> [Task prompt]: Reproduce the rows from the line containing "Question. For every instance of the tie" through the line containing "Question. For every instance of the jacket", both ends included, with the requests unchanged and every x,y coordinate in the answers scaled by 2.05 and rounded to a whole number, halves rounding up. Output only those lines.

> [Records for the task]:
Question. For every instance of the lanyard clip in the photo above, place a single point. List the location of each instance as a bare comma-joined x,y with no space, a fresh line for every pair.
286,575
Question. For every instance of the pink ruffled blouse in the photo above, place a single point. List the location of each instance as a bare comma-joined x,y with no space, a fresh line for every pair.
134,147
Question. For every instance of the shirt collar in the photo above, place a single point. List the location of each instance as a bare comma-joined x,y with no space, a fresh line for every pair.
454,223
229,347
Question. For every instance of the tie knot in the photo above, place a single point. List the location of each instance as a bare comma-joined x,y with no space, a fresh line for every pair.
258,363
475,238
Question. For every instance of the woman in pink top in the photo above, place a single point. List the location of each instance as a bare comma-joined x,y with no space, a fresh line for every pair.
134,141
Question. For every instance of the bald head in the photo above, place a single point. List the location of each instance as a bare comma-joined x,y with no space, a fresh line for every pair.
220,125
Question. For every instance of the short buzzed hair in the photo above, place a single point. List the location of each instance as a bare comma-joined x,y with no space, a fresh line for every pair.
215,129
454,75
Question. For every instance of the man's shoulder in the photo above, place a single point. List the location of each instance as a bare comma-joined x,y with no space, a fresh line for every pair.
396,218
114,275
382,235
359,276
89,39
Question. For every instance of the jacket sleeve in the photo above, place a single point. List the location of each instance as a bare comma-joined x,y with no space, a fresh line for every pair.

--

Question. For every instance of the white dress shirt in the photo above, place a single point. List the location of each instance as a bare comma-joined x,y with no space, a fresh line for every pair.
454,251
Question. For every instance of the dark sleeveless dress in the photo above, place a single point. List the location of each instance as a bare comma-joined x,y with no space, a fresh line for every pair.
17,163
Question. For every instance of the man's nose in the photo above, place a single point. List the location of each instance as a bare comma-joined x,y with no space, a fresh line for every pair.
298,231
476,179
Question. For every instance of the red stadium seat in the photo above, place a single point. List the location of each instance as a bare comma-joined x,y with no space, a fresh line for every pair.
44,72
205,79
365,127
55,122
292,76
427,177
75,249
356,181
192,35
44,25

> [Result]:
Question. For every instance of the tie knot in the photo above, place a single point. List the location of each instance as a bare comma-joined x,y with no space, a fresh line for every pair.
529,744
974,488
Question. For every instance of the woman in pink top in the photo above, place a single point. List the location of each instance as a bare comma-joined x,y with no space, a fresh line for every pair.
275,289
Question. For every instance of the bald head in the photo above, place a single point. List the location of each instance as a bare comma-joined x,y with no space, a fresh line for every pair.
451,256
Question. For every instance of the short buzzed hair in the photo above, place a single point. List the location of each instance as a bare comma-joined x,y with no space, a fresh line for every pair.
441,264
931,154
Question. For every instance of the man's shoulder in the photo above, place a single point. List the location of each instance as a bare comma-joined x,y with no space, a fresh line for every pair.
812,447
234,564
783,482
736,566
182,80
Question. For every instance of the jacket sleeve in the photo above, place a single point. List the location of each instance as a bare comma-joined x,y with no space, a fresh line for every pair.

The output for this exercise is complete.